Text to read:
>> begin
By: Iman Ahmed Al-Khawad

It has been said that writing in Sudan is like sailing against the current. In this metaphor, the current is social life which continues with constant intensity throughout the seasons of the year.

The Sudanese person is always immersed in social life; consoling one for their loss, congratulating another for their achievement, or meeting others for a friendly gathering. Whereas these are normal human activities in other societies, in Sudan they are assigned enormous value and appreciation and those who seem less committed to them are deemed to have committed a great offense, to the point of damaging the “Sudanese social fabric” altogether. Although the singularity and exceptionality of these Sudanese customs that have presented an outlet at times of hardship and crisis, they can also be time consuming, exhausting and a waste of resources. And if this is true for the Sudanese person, it is more so for the Sudanese woman, who bears the additional burden of being subjected to a social system that requires her to adhere to specific models of feminine beauty that disrupt her hands and feet for long hours. As the famous Sudanese singer Khalil Farah cleverly whispered in the ears of Sudanese women, “you who have been embellished, women , your train has passed and  left you behind!”

A woman writer in Sudan is anomalous, not just in this regard, but in even more complex respects. The first of these clashes is that women’s writing (i.e., writing by women) confronts a culture that controls the reader’s mind as he or she is part of the culture, a culture that deplores the writings of women. This targeting is not exactly in the manner suggested by Noman al-Alusi, author of the “The Pertinence of Debarring Women from Writing,” but in a two other ways. The most common is attacking the writer’s character in various forms. The harshest is challenging whether the written material is authentically produced by the woman writer and/or claiming that a man is writing for her. A number of Arab women writers have suffered from this (we will refrain from naming Sudanese women writers so the reader is not distracted by the names and characters).  

Among them is the Lebanese poet Warda al-Yazji, the daughter of sheikh Nasif al-Yaziji, the owner of the Bahrain Complex, and the sister of sheikh Khalil al-Yaziji, who was accused of having her brother and father write her poetry for her. Another, well known Algerian novelist Ahalm Mosteghanemi whose novel Memory of the Flesh, has had doubts cast on her authorship as well. There are many examples of this, and perhaps this explains why many women writers used pseudonyms up until the middle of the last century before the idea of aliases disappeared all together. However what is remarkable in these instances is that while a few of who used this trick hid behind male pseudonyms, the majority used a female name or alias.
>> end
[Coordinate labeling data]
>> begin
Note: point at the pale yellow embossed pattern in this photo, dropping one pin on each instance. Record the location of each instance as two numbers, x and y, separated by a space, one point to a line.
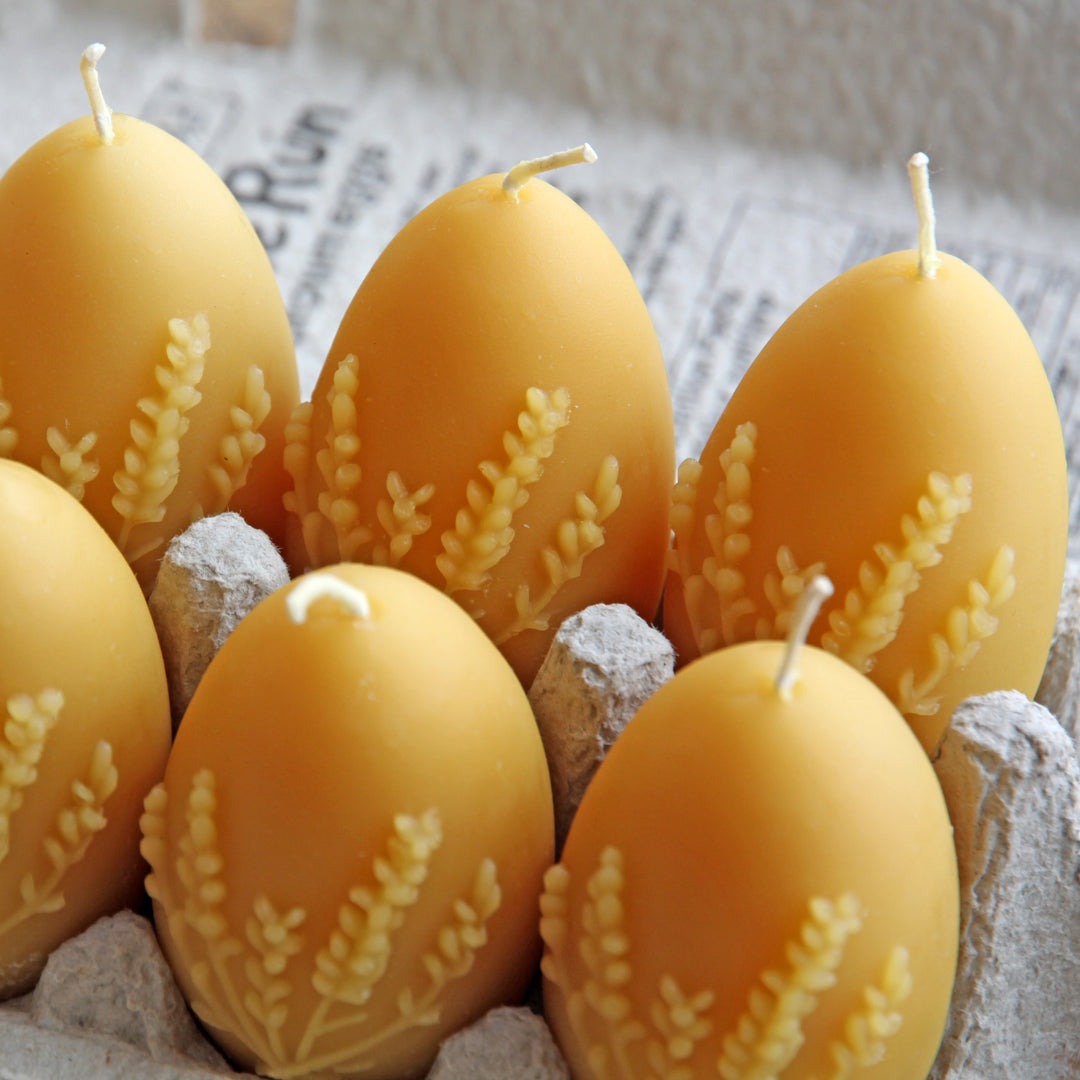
783 591
483 528
873 611
576 538
240 445
669 1043
339 463
151 461
401 518
245 982
75 827
966 628
868 619
297 461
67 463
22 743
715 591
>> end
Requirements: Can you carry on the essay about women writers in Sudan, starting right after its last sentence?

Solved problem:
The examples are many, including but not limited to Bint al-Shati, “the girl of the shore” for Aisha Abdelrahman; Fatat Ghassan, “Ghassan’s girl,” for Fatima Suliman Alahamd; and Bahethet Albadaya, “Bedouin seeker,” for Malak Hanaf Nasif. Besides denying women writers attribution of their work, their capacities are also challenged and often their lives, and particularly their personal behavior, is exposed. The written material produced by women has also been attacked by undermining its technical and objective value. It receives harsh criticism that follows narrow criteria which constricts and doesn’t widen, repels and doesn’t support judgment of women’s written product. The latter form of targeting, which is presented as objective literary criticism is no less harmful than one that targets the women’s character and behavior as it gives the impression of objectivity, when in reality it internalizes bias. In a study by Iraqi writer Reda al-Thahir, pointed to bias in literary criticism when critiquing women’s work and concluded that “the tainted system of literary criticism in Arabic culture contributes to the exclusion of women writing, marginalizing and disintegrating it” as he puts it.  

However, we must not overlook the fact that disparaging women’s work is counterbalanced by over-parading their work, as both hinder the development of women’s writing and prevent its natural advancement. The intention is not to be absolute or to generalize literary criticism.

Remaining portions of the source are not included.